* _Instruction_
Skip every line before the one containing "Spot the window and", then copy that line and the rest of the entries below exactly, through the last line.

▬▬▬

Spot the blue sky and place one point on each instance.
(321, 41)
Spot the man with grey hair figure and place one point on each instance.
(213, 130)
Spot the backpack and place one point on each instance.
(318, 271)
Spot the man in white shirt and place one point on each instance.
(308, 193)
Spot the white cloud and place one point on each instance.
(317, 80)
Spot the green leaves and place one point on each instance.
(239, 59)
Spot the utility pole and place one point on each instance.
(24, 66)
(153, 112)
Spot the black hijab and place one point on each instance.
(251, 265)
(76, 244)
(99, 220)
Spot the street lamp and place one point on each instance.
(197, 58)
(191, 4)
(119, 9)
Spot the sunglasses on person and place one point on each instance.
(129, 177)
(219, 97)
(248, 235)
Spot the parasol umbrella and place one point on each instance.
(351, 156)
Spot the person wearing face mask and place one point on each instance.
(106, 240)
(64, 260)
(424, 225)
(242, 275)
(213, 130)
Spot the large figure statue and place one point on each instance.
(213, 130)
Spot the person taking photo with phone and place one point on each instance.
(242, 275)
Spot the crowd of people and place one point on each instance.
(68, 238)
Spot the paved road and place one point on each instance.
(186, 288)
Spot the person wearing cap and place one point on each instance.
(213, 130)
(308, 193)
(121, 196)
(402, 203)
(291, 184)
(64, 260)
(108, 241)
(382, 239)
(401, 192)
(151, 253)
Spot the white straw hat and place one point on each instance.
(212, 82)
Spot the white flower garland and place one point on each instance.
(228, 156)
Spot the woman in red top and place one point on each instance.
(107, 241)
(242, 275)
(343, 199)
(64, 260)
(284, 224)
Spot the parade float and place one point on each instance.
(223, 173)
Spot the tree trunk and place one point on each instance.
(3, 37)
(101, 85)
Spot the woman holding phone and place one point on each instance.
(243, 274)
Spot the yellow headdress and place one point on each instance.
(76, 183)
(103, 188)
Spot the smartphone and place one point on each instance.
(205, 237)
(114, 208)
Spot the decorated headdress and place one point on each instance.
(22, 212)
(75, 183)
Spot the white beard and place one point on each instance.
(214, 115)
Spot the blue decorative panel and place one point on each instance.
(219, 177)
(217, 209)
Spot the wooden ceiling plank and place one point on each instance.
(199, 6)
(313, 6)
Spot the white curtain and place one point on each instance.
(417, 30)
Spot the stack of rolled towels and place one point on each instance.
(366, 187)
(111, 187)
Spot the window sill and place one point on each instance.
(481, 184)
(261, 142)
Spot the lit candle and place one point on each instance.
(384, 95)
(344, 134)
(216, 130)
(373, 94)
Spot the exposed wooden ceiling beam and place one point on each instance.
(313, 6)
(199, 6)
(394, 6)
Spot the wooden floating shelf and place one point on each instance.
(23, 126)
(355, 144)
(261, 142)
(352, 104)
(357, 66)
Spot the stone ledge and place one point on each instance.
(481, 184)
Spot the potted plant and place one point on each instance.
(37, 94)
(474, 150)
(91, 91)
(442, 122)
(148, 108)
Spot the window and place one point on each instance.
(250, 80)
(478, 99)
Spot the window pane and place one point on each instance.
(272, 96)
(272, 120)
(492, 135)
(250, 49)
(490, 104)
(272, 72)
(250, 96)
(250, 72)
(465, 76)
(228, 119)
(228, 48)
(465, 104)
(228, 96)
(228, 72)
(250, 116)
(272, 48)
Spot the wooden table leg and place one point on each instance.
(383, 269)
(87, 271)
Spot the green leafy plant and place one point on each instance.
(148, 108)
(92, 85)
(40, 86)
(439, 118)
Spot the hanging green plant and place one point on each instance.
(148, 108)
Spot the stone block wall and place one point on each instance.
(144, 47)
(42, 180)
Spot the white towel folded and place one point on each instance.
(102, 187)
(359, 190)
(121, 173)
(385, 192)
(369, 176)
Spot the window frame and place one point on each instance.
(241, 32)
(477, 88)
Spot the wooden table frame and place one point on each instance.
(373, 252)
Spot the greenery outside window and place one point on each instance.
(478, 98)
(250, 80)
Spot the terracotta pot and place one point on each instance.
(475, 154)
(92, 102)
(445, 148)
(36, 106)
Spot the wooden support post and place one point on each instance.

▬▬▬

* _Result_
Spot the window and place one point on each instance.
(250, 80)
(478, 99)
Spot the window pane and place one point on each instance.
(272, 96)
(272, 120)
(492, 135)
(250, 49)
(490, 104)
(272, 72)
(250, 96)
(250, 72)
(465, 76)
(228, 119)
(228, 48)
(465, 104)
(228, 96)
(228, 72)
(250, 116)
(272, 48)
Spot the wooden table leg and place one point on each instance.
(383, 269)
(87, 271)
Spot the green leafy plant and place one point on each instance.
(148, 108)
(92, 85)
(40, 86)
(439, 118)
Spot the hanging green plant and place one point on each instance.
(148, 108)
Spot the stone block wall and place one point on each instance.
(144, 47)
(42, 180)
Spot the white towel folded and place one point on each instance.
(102, 187)
(359, 190)
(121, 173)
(385, 192)
(369, 176)
Spot the window frame and place one point on each instance.
(241, 32)
(477, 88)
Spot the wooden table frame and place one point on each instance.
(373, 252)
Spot the greenery outside window and place one point on each instance.
(478, 98)
(250, 80)
Spot the terracotta pot and place one point on each instance.
(475, 154)
(92, 102)
(445, 148)
(36, 106)
Spot the wooden support post and place one point on each instance.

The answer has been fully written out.